## What to produce
This exercise calls for an exact transcription. Set down every record below.

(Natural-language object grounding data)
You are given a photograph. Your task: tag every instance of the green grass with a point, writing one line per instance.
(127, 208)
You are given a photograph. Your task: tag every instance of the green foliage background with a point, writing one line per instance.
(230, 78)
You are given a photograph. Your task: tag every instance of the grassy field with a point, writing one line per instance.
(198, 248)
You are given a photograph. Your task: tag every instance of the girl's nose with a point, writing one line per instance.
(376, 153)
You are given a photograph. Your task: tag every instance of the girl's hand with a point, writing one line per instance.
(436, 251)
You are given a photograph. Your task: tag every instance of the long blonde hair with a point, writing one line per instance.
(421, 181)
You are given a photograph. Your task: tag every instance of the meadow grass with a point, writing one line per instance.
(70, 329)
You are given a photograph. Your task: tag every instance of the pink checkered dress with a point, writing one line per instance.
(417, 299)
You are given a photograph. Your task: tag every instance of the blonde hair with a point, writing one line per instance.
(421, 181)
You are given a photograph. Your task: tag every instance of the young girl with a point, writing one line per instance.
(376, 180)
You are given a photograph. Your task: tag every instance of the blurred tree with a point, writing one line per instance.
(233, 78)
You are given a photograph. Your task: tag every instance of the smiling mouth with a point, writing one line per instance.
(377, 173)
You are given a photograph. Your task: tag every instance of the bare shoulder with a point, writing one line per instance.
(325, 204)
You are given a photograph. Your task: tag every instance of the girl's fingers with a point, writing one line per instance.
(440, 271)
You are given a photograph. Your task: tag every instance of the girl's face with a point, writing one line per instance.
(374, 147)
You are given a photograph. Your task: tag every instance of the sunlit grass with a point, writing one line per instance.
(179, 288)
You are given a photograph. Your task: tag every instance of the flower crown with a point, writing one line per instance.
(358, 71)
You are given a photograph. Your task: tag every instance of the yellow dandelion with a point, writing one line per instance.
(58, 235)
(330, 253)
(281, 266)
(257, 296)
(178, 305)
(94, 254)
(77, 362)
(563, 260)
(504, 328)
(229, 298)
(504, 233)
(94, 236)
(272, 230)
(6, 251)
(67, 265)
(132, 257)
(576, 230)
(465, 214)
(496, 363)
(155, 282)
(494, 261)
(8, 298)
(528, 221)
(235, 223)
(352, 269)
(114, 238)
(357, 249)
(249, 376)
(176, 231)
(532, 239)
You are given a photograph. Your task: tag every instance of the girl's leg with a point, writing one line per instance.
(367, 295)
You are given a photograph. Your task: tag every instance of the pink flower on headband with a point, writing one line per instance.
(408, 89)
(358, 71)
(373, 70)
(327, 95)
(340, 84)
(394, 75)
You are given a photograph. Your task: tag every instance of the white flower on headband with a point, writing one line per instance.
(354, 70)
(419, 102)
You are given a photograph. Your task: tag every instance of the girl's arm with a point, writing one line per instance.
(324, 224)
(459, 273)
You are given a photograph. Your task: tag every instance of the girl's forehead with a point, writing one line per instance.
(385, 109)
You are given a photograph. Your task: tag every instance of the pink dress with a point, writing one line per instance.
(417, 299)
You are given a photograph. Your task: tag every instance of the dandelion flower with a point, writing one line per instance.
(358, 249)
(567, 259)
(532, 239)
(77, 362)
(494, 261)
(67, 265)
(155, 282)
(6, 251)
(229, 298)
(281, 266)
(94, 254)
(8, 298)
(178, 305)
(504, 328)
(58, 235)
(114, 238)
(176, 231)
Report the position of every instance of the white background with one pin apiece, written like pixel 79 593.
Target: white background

## Solution to the problem
You are given a photograph. Your task: tag every instance of the green grass with a point, writing one line per instance.
(127, 208)
You are given a photograph. Your task: tag every instance of the green foliage background with a point, writing one line per instance.
(230, 78)
You are given a photograph. Your task: tag every instance of the grassy field with a point, writing one line per instance.
(198, 248)
You are given a photograph. Your task: tag every instance of the girl's nose with a point, writing one line per instance.
(376, 153)
You are given a photograph. Your task: tag every instance of the girl's hand with a point, writing one line per instance.
(436, 251)
You are given a photograph. Your task: tag every instance of the long blonde hair with a point, writing one line per instance.
(421, 181)
You are given a photograph. Your task: tag every instance of the meadow grass with a point, writing one line per instance.
(70, 329)
You are given a photograph. Your task: tag every instance of the pink checkered dress with a point, writing one line per instance.
(417, 299)
You are given a photograph. Your task: tag every instance of the blonde hair with a point, writing one line per instance.
(421, 181)
You are given a photograph. Your task: tag every instance of the young girl with a point, writing one line per instance.
(376, 180)
You are given a photograph. Your task: tag every instance of the blurred tree with a point, writing one line per instance.
(233, 78)
You are given a photograph. Your task: tag every instance of the smiling mouth with a point, writing one line per instance.
(377, 173)
You are given a photograph. Your task: tag every instance of the bare shoulder with a point, writing one line per instance.
(325, 204)
You are given a photograph. Your task: tag every instance of the girl's fingers with a point, writing one line per instance.
(440, 271)
You are given a photograph. Your task: tag every instance of the girl's face with a point, writing one line per instance.
(374, 147)
You are given a photograph. Your task: tag every instance of the sunlit grass with a point, writing one line per instance.
(179, 288)
You are given a photograph. Your task: tag every instance of the flower crown with a point, writing one line per instance.
(358, 71)
You are given a photograph. Your task: tag every instance of the yellow dandelion with a point, writing one line per instance.
(58, 235)
(330, 253)
(281, 266)
(257, 296)
(178, 305)
(94, 254)
(77, 362)
(563, 260)
(504, 328)
(229, 298)
(504, 233)
(94, 236)
(272, 230)
(6, 251)
(67, 265)
(132, 257)
(576, 230)
(465, 214)
(496, 363)
(155, 282)
(494, 261)
(8, 298)
(528, 221)
(235, 223)
(352, 269)
(114, 238)
(357, 249)
(249, 376)
(176, 231)
(532, 239)
You are given a photograph. Your task: tag every instance of the girl's leg with a point, writing one line per instance.
(367, 295)
You are given a photograph. Your task: tag every instance of the pink flower on headband with a point, writing one line per instance.
(408, 89)
(358, 71)
(373, 70)
(327, 95)
(340, 84)
(394, 75)
You are given a photograph. Your task: tag every instance of the white flower on headband with a point, writing one line per instance.
(354, 70)
(419, 102)
You are given a photograph. Your task: tag every instance of the girl's arm with a point, writing one line per instance.
(324, 224)
(459, 273)
You are given a photograph. Your task: tag every instance of the girl's forehead with a point, writing one line per instance.
(385, 109)
You are given a photograph. Your task: tag every instance of the pink dress with a point, writing one line per instance.
(417, 299)
You are given a photograph. Your task: tag every instance of the dandelion flower with a point, writing one line per instance.
(358, 249)
(567, 259)
(532, 239)
(77, 362)
(494, 261)
(67, 265)
(155, 282)
(6, 251)
(229, 298)
(281, 266)
(94, 254)
(8, 298)
(178, 305)
(504, 328)
(58, 235)
(114, 238)
(176, 231)
Report the position of every instance of the white background with one pin apiece, written like pixel 79 593.
Target: white background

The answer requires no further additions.